▸ Task objective
Transcribe each entry in full, and leave the images out.

▸ Working data
((
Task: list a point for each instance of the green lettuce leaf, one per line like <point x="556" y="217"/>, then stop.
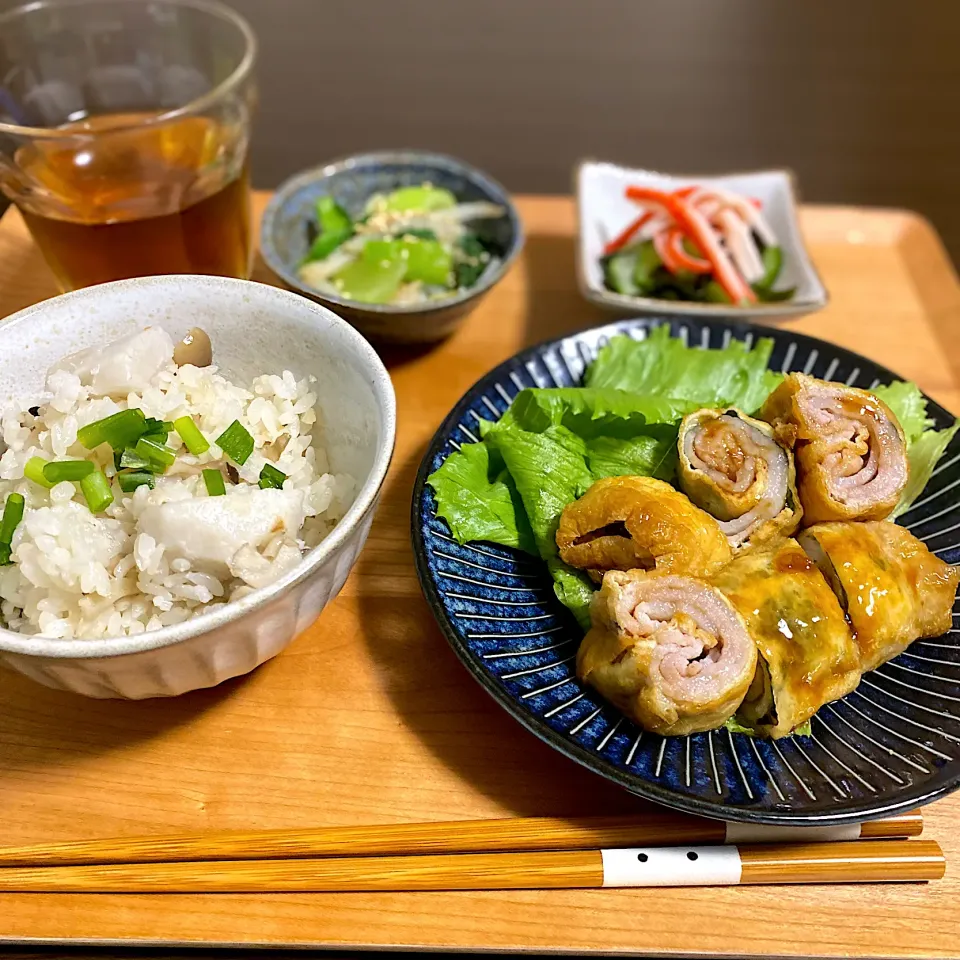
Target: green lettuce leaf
<point x="736" y="726"/>
<point x="923" y="455"/>
<point x="925" y="446"/>
<point x="573" y="589"/>
<point x="592" y="412"/>
<point x="479" y="500"/>
<point x="556" y="466"/>
<point x="664" y="366"/>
))
▸ Finished exercise
Task: list a point for each instance of the green lettuce leaf, one per line like <point x="556" y="217"/>, then stop.
Target: green lettuce leaf
<point x="736" y="726"/>
<point x="923" y="455"/>
<point x="925" y="446"/>
<point x="573" y="589"/>
<point x="592" y="412"/>
<point x="479" y="500"/>
<point x="556" y="466"/>
<point x="664" y="366"/>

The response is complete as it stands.